— start EXCERPT TO READ —
Add Neon implementation of std::swap_ranges #5819

hazzlim · 2025-10-31T11:02:09Z

Add an implementation of std::swap_ranges using Neon intrinsics.

hazzlim · 2025-10-31T11:05:07Z

@microsoft-github-policy-service agree company="Arm"

hazzlim · 2025-10-31T11:11:45Z

Hopefully I’ve done something reasonable here - please let me know if you would prefer a different approach when adding new implementations to vector_algorithms.cpp

The performance numbers are below - looks good apart from the case of size(1), which I think is due to the added overhead of the function call and the conditional checks now std::swap_ranges is not being inlined into the benchmark.
— end EXCERPT TO READ —
■ REQUIRED WORK
(1) List every timestamp that appears in the pull request thread.
(2) In the pull request thread, what intrinsics does the new std::swap_ranges implementation use?
(3) Copy the passage of the pull request thread between "hazzlim · 2025-10-31T11:05:07Z" and "into the benchmark.", inclusive.
— start ROWS —
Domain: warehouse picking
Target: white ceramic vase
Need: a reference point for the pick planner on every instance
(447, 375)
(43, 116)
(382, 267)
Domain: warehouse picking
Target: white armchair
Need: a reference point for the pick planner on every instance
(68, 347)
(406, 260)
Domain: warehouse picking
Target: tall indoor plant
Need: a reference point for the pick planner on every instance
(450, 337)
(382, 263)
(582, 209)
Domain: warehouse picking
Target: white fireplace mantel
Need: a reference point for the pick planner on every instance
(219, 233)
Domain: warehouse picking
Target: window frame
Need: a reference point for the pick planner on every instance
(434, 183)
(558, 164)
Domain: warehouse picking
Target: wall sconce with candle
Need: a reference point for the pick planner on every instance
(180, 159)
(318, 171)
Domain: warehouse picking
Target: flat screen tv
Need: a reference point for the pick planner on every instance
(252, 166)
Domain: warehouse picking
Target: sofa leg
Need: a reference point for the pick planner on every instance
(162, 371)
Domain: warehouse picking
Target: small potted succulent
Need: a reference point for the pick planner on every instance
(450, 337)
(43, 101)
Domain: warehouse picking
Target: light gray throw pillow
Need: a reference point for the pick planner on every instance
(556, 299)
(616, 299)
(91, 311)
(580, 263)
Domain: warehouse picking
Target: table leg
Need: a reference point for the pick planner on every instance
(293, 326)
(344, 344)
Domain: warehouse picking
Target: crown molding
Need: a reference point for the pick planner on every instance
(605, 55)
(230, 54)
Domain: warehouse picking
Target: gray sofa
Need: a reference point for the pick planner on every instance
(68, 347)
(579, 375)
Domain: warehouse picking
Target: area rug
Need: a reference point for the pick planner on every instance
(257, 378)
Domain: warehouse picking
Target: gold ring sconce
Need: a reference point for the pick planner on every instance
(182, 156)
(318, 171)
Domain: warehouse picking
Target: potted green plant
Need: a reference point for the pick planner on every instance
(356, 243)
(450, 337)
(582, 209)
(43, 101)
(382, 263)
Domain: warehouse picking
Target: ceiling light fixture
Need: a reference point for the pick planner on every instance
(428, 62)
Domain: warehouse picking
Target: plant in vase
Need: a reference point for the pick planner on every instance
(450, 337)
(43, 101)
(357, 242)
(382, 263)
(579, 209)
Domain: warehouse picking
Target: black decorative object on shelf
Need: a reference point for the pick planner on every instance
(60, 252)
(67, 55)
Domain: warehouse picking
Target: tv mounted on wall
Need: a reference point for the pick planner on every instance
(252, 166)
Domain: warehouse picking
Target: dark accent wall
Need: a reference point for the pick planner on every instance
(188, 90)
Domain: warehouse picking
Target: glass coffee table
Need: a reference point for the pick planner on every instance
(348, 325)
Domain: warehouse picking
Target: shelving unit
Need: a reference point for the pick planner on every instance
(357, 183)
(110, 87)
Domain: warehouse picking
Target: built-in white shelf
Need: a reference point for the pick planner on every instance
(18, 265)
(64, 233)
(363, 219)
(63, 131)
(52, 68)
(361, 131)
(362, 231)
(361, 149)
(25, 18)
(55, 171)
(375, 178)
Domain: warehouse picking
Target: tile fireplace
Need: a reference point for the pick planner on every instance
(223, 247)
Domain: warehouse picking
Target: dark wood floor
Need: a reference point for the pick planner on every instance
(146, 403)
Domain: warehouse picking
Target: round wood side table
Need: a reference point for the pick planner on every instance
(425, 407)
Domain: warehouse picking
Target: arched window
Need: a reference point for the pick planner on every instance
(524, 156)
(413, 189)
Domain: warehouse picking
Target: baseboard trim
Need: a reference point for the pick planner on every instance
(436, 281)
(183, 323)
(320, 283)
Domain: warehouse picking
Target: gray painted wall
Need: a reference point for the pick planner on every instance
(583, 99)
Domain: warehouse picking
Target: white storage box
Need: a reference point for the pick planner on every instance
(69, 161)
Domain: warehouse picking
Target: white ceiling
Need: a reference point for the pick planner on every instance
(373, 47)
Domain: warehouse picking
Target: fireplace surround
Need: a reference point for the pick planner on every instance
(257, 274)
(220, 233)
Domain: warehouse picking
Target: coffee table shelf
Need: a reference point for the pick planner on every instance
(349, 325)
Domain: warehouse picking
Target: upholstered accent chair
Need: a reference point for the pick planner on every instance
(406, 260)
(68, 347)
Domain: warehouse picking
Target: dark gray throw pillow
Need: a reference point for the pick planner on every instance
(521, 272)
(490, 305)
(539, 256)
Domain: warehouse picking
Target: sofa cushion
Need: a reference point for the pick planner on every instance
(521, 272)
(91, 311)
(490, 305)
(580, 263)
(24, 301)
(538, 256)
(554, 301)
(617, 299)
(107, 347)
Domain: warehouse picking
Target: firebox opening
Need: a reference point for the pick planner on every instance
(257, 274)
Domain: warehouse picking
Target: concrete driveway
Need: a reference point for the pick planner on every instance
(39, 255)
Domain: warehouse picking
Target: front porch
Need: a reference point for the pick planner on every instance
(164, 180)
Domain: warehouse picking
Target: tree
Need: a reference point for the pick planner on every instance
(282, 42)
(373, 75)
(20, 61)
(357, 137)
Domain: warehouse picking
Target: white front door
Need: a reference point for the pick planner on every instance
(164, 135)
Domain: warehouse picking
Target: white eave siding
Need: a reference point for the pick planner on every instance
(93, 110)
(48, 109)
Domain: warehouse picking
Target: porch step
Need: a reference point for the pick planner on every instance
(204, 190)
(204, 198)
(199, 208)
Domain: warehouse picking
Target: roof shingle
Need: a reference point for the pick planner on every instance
— end ROWS —
■ WORKED ANSWERS
(1)
2025-10-31T11:02:09Z
2025-10-31T11:05:07Z
2025-10-31T11:11:45Z

(2) Neon intrinsics.

(3)
hazzlim · 2025-10-31T11:05:07Z

@microsoft-github-policy-service agree company="Arm"

hazzlim · 2025-10-31T11:11:45Z

Hopefully I’ve done something reasonable here - please let me know if you would prefer a different approach when adding new implementations to vector_algorithms.cpp

The performance numbers are below - looks good apart from the case of size(1), which I think is due to the added overhead of the function call and the conditional checks now std::swap_ranges is not being inlined into the benchmark.